## Aim of the task
Copy the records below in full, keeping each word as it is but omitting the pictures.

## Supplied material
-------

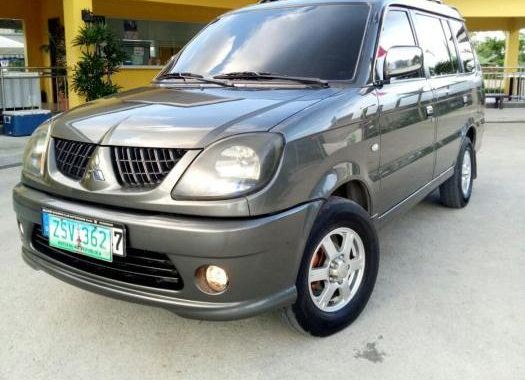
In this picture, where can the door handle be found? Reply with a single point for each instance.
(430, 111)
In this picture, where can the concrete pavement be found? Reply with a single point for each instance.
(449, 304)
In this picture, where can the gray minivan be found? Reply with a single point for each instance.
(252, 174)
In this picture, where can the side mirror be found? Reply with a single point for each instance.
(402, 61)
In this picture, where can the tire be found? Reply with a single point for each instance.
(452, 192)
(345, 226)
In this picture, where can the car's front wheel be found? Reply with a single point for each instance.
(338, 270)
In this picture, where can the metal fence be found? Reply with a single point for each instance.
(25, 88)
(505, 83)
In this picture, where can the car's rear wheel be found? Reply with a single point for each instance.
(338, 270)
(457, 190)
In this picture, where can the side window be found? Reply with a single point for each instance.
(451, 46)
(434, 44)
(396, 31)
(466, 53)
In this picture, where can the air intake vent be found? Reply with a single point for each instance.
(72, 157)
(144, 167)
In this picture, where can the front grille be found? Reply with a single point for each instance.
(139, 267)
(144, 167)
(72, 157)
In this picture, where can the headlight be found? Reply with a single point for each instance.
(232, 167)
(35, 152)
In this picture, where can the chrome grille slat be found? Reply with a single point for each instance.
(72, 157)
(144, 167)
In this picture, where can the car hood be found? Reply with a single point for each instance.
(185, 118)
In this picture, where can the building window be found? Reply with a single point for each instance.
(152, 43)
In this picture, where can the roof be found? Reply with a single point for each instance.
(426, 5)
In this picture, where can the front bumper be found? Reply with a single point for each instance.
(261, 255)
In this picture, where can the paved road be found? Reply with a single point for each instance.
(449, 304)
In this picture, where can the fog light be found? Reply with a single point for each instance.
(212, 279)
(216, 278)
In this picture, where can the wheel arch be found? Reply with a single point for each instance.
(471, 133)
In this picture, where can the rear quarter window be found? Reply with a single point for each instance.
(432, 39)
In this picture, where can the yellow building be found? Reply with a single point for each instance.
(153, 30)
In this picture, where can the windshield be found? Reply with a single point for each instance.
(320, 41)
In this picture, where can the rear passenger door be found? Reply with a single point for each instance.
(407, 128)
(451, 85)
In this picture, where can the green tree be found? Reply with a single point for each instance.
(491, 52)
(101, 57)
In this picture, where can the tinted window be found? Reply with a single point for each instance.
(434, 44)
(397, 31)
(465, 48)
(451, 46)
(310, 41)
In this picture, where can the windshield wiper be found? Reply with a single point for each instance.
(269, 76)
(198, 77)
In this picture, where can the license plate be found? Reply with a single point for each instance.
(82, 235)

-------

## Result of this exercise
In this picture, where can the door handle be found? Reply with a single point for each instance.
(430, 111)
In this picture, where can the concrete pavement be found? Reply with a single point for each instance.
(449, 304)
In this picture, where can the gray minivan be found? Reply with a single point for each instance.
(252, 174)
In this picture, where can the side mirror be found? Reply with a single point for each instance.
(402, 61)
In this picture, where can the tire be found? Reply with a single point for each instance.
(452, 192)
(345, 226)
In this picture, where can the car's front wheel be found? Reply with a single point for each instance.
(338, 270)
In this picture, where can the metal fence be found? Reply with a single point for each instance.
(25, 88)
(505, 83)
In this picture, where can the car's rear wheel be found? Reply with a single point for each instance.
(338, 270)
(457, 190)
In this picture, where can the side window be found? Reply with a single point for each instance.
(451, 46)
(434, 44)
(396, 31)
(466, 53)
In this picture, where can the air intake vent be found? Reply with a single point for each instance.
(72, 157)
(144, 167)
In this picture, where can the front grille be found? Reply with a single point for each instance.
(139, 267)
(144, 167)
(72, 157)
In this picture, where can the headlight be found? Reply with a single point for each instance.
(232, 167)
(35, 152)
In this picture, where can the chrome grille slat be found? Reply with a single point for each instance.
(72, 157)
(144, 167)
In this picture, where can the car hood be found? Reply with a single point for each instance.
(185, 118)
In this picture, where can the building window be found? Reply with a single point for each instance.
(152, 43)
In this picture, where can the roof be found? Reply with a single point for each instance.
(426, 5)
In this picture, where can the front bumper be found? Reply with a single point for each instance.
(261, 255)
In this picture, where can the paved road be found? Reply with a single point for each instance.
(449, 304)
In this picture, where can the fog light be found? Reply with a single point for each instance.
(212, 279)
(216, 278)
In this picture, where can the wheel arch be found? Reply with a single point for each instance.
(471, 133)
In this picture, where can the rear quarter window be found? Reply with a single point for each instance.
(432, 39)
In this picture, where can the yellow building be found? Reply with a single point for each instance.
(153, 30)
In this picture, where can the windshield be found? Reply with a single point for each instance.
(320, 41)
In this picture, where can the rear passenger door be found? Reply with a single point for each instance.
(407, 128)
(451, 85)
In this picture, where can the green tree be found? Reply with a single point for each instance.
(491, 52)
(101, 57)
In this picture, where can the tinted window be found? Reply with a single point for each instance.
(434, 44)
(397, 31)
(465, 48)
(451, 46)
(310, 41)
In this picture, where can the windshield wiper be found? Reply with a single point for each instance.
(269, 76)
(198, 77)
In this picture, where can the license plate be found? Reply with a single point for each instance.
(82, 235)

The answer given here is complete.